# Questions:
a) In the passage about Richard Hawkins setting out on his voyage, what name was the ship Dainty first baptized with?
b) Write the next part of the passage about Richard Hawkins's farewell as he sets sail.

# Reading passage:
------------------------

"Be warned, my good Richard, for 'tis a presage of ill success this bad beginning; and remember, though the Queen named your ship the Dainty, yet she was first baptized Repentance; therefore, I would forewarn you heartily."

"I thank you, sir; yet the hazard of my credit and the danger of disreputation, if I took in hand that which I should not prosecute by all means possible, are more powerful with me than your grave and sage counsel. The pinnace has been raised; I see the wind is now fair, sir; can I prevail upon you to make one of our company? If not, my barge——"

"Oh! not on any account, friend Richard, not on any account, I protest!"

The troublesome adviser was off quicker than he had come; and if it had been Sir Francis Drake instead of Richard Hawkins, he would have winced under the hearty laugh of that boisterous rover.

But Richard had a quieter way of gentle sarcasm, though both could be very freezingly polite if the occasion called for it. Sir Francis, indeed, was thought by Spanish Dons to be the most courteous of English seamen.

In ten days' time, with the help of his wife's father, Hawkins was able to put all in as good state as before the storm. "Once again," he says, "in God's name, I brought my ships out into the Sound and began to take leave of my friends, and of my dearest friend, my second self, my wife, whose unfeigned tears had wrought me into irresolution, and sent some other in my room, had I not considered that he that is in the dance must needs dance on, though he do but hop, except he will be a laughing-stock to all."

On the afternoon of the 12th of June 1593, he says: "I looft near the shore to give my farewell to all the inhabitants of the town, whereof the most part were gathered together upon the Howe, to show their grateful correspondency to the love and zeal which I, my father and predecessors have ever borne to that place, as to our natural and mother-town. And first with my noise of trumpets, after with my waytes, and then with my other music, I made the best signification I could of a kind farewell. This they answered with the waytes of the town, and the ordnance on the shore, and with shouting of voices, which with the fair evening and silence of the night, were heard a great distance off."

------------------------

# Entries shown:
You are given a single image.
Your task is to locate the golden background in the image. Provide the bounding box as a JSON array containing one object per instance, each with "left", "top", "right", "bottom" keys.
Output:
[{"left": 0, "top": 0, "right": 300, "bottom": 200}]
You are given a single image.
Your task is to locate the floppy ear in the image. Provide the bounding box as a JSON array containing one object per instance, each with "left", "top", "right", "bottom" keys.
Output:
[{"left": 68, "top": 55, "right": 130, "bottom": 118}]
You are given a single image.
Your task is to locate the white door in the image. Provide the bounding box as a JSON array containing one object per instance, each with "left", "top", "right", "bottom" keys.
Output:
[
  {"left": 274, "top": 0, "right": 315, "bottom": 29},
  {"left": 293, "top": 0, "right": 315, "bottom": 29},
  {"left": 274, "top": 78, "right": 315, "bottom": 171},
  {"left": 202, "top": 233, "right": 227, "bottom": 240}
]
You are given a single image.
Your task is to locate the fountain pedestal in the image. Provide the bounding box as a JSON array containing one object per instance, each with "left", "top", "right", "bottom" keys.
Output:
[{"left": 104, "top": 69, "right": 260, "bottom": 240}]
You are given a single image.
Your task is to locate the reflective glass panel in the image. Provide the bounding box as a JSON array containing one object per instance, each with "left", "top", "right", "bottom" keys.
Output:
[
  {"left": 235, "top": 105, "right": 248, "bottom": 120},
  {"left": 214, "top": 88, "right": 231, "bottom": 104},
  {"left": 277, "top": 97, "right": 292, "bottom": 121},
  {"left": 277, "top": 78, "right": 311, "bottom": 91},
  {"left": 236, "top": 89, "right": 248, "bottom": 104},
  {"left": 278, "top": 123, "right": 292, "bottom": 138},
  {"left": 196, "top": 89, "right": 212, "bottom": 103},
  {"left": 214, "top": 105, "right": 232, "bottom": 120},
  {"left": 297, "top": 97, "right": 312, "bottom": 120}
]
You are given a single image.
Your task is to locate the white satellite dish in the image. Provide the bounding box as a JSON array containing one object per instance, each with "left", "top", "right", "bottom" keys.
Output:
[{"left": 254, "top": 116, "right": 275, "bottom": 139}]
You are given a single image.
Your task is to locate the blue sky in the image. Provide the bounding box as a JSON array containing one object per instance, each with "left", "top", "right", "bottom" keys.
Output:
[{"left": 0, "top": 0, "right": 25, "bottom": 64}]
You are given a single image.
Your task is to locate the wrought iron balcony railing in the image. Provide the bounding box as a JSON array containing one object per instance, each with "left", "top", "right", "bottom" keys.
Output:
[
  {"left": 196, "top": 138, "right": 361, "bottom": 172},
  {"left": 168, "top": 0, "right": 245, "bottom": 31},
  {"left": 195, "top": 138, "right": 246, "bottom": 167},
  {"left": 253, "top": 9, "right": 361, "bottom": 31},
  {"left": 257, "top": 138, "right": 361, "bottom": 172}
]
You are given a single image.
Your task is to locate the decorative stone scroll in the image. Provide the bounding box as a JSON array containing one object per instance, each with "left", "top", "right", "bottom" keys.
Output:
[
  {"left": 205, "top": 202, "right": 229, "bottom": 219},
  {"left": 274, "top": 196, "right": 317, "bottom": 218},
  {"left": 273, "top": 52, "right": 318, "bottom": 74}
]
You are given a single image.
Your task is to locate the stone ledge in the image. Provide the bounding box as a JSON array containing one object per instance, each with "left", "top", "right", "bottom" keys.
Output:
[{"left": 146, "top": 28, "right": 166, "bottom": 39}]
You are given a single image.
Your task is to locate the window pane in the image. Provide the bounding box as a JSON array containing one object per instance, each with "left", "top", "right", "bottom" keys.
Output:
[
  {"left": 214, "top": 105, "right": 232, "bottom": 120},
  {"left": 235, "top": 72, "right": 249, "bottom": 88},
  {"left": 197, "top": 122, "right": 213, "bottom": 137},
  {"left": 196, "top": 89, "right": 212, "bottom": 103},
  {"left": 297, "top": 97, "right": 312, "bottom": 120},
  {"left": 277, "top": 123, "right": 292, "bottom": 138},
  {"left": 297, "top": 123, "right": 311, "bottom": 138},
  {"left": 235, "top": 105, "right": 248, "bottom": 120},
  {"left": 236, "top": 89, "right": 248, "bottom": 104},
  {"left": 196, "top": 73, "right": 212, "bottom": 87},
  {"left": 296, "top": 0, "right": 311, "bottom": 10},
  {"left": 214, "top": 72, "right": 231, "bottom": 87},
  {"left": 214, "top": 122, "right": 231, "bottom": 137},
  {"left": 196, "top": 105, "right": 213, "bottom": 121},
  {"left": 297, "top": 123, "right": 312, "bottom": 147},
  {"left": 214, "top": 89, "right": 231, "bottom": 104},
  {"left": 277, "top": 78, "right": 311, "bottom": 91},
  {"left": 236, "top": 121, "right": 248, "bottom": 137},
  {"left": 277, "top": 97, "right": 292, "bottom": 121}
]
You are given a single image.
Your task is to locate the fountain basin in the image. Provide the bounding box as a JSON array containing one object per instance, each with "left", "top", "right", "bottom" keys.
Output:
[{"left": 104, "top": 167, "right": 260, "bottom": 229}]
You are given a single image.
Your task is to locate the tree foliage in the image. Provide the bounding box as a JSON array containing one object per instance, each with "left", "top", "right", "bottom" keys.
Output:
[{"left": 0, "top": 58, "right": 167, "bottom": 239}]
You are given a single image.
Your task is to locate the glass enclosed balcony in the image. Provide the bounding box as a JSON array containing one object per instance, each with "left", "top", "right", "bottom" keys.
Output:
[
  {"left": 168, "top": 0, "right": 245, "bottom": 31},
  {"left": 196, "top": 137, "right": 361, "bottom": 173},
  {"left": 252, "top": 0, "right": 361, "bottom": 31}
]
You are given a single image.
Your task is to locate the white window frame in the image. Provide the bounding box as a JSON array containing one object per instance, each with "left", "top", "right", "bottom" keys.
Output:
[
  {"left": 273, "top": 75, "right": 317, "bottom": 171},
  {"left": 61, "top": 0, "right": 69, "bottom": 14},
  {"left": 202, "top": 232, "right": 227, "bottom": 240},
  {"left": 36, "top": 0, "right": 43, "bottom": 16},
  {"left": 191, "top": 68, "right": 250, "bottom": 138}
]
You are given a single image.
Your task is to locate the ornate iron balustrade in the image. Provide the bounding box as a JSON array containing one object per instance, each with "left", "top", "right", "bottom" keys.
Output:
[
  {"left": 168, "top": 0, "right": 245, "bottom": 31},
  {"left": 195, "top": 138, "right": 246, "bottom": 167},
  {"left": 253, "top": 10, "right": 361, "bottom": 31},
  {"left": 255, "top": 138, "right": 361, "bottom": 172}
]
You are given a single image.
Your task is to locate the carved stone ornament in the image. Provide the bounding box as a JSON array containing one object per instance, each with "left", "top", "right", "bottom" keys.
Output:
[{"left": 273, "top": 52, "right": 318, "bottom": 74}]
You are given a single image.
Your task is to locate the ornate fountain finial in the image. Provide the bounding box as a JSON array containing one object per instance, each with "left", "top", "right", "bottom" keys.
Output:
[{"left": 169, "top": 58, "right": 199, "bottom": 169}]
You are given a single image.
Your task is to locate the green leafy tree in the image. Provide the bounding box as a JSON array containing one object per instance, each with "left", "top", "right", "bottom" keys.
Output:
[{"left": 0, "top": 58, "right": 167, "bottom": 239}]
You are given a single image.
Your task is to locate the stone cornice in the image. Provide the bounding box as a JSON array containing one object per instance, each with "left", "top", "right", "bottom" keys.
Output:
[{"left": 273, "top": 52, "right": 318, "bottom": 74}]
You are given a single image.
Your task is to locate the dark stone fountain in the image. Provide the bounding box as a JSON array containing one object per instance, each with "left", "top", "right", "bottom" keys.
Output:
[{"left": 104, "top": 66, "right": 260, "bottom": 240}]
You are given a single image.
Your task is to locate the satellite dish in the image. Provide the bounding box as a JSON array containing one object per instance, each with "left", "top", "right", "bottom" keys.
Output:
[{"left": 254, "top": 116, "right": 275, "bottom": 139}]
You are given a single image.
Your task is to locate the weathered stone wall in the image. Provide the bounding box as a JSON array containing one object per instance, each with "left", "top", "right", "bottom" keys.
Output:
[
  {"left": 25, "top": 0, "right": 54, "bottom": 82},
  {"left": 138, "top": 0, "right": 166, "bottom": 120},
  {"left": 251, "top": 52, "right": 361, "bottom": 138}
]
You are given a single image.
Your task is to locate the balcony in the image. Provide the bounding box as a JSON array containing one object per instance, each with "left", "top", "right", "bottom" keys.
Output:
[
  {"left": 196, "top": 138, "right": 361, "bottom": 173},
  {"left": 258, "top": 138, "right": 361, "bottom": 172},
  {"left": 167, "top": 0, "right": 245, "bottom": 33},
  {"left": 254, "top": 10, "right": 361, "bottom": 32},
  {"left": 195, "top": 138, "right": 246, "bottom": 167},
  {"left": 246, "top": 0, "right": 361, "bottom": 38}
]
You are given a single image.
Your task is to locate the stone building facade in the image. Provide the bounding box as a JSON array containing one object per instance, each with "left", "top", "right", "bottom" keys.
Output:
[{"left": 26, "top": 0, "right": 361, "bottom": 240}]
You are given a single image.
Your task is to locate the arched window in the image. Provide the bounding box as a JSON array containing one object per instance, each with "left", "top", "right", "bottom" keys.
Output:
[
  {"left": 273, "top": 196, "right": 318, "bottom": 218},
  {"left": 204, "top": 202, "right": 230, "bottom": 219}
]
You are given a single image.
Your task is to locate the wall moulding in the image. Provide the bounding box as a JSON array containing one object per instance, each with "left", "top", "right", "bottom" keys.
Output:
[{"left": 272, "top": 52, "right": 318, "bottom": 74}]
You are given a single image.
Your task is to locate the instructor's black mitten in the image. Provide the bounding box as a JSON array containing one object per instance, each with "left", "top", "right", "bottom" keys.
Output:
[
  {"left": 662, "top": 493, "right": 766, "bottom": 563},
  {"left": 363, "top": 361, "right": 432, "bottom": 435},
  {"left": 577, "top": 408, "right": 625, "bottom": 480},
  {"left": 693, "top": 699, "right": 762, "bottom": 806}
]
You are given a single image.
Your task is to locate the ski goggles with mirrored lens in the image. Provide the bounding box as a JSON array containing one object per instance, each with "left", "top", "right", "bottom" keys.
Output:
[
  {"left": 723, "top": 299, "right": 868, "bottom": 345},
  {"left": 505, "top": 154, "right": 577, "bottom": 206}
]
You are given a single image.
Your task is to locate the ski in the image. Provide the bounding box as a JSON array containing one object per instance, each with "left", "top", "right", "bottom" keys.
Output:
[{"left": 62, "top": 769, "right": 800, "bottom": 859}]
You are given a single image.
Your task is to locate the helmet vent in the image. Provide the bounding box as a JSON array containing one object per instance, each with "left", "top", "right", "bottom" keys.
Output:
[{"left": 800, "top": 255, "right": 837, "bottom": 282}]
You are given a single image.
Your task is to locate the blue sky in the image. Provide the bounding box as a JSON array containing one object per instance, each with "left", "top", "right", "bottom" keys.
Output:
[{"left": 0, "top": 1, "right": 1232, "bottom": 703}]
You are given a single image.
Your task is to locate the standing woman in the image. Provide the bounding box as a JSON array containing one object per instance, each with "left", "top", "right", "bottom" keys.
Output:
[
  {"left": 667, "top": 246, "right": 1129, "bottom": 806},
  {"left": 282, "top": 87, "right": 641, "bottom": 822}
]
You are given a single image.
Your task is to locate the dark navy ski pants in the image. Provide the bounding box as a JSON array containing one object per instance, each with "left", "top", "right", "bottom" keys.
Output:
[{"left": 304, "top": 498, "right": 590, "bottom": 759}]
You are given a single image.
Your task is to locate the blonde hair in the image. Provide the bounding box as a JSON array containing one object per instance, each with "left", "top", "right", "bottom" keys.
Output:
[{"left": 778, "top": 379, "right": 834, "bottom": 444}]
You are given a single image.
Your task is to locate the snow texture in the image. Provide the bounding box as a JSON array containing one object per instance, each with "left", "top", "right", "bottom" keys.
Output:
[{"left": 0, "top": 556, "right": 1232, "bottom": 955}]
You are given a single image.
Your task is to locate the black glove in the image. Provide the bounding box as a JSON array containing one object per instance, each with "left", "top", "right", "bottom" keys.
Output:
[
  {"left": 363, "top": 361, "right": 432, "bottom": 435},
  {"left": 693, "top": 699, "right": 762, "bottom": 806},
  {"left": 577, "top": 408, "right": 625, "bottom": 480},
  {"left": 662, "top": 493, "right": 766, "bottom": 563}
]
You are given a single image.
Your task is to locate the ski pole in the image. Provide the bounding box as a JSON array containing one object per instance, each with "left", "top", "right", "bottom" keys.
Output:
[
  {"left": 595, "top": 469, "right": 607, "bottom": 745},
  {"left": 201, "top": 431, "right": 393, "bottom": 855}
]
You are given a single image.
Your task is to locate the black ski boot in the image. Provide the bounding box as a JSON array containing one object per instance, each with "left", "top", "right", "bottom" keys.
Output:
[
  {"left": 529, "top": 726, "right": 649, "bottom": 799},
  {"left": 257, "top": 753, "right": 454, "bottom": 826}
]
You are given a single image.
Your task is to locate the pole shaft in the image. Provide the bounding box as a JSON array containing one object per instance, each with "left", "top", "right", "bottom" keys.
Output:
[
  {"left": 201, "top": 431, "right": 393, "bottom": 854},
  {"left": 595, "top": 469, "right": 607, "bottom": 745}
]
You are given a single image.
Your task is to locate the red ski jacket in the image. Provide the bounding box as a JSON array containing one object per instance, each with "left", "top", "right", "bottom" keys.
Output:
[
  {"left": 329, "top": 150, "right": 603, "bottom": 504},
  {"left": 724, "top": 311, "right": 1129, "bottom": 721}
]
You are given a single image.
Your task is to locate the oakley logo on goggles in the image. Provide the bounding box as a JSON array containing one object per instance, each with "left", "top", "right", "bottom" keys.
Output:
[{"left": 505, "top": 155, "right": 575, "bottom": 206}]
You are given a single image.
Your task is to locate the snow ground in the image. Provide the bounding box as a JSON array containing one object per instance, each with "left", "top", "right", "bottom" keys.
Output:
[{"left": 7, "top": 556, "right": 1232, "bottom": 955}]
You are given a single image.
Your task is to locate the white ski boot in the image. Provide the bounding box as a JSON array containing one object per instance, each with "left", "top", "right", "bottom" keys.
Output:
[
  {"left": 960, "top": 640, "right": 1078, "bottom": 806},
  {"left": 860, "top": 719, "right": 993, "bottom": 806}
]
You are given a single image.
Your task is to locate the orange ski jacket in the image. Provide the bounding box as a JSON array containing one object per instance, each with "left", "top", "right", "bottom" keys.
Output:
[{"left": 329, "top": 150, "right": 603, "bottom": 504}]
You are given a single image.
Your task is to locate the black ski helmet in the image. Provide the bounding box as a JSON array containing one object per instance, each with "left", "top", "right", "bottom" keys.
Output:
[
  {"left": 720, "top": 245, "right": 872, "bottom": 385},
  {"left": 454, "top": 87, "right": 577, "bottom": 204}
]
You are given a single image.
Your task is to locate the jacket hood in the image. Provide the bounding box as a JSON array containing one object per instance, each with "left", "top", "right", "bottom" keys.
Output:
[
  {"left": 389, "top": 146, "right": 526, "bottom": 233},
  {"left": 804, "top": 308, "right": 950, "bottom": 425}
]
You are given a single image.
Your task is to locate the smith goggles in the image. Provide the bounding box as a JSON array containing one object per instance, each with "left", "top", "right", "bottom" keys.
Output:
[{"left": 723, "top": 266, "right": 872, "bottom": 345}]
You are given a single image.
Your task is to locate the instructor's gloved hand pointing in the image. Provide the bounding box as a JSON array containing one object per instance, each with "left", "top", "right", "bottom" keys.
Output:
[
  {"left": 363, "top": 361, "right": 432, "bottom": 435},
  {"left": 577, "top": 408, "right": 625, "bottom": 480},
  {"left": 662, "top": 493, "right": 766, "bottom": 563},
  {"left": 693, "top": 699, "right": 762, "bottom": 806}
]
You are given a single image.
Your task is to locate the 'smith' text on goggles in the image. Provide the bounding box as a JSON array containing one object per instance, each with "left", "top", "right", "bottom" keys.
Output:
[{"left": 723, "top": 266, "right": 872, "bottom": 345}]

------------------------

# Answers below:
a) Repentance

b)
We can see that Richard Hawkins had a greater gift of imagination and of love of nature than his father John; in fact his "Observations" on his voyage to the South Seas are well worth reading even in these days of common travel. When the three ships were near the equator, his men began to fall sick of the scurvy, as was usual; for they had no means in those days of counteracting the flesh food by stores of canned fruit and vegetables. "I wish," he writes, "some learned man would write of this disease, for it is the plague of the sea and the spoil of mariners; ... in twenty years, since I have used the sea, I dare take upon me to give account of 10,000 men consumed by the scurvy."

He had found by practical experience that sour oranges and lemons were most profitable; the "oil of vitry," too, was beneficial, if one took two drops of it mingled in a draught of water with a little sugar. Then he spoils his scientific accuracy by a general statement which is on a par with the theory that nature abhors a vacuum. "But the principal of all is the air of the land, for the sea is natural for fishes, and the land for men."

As the winds were contrary and the voyage was prolonged, the scurvy grew so "fervent" that every day there died more or less; then the men lost heart and begged he would carry them homeward. But Hawkins assured them that the speediest refreshing they could look for was the coast of Brazil.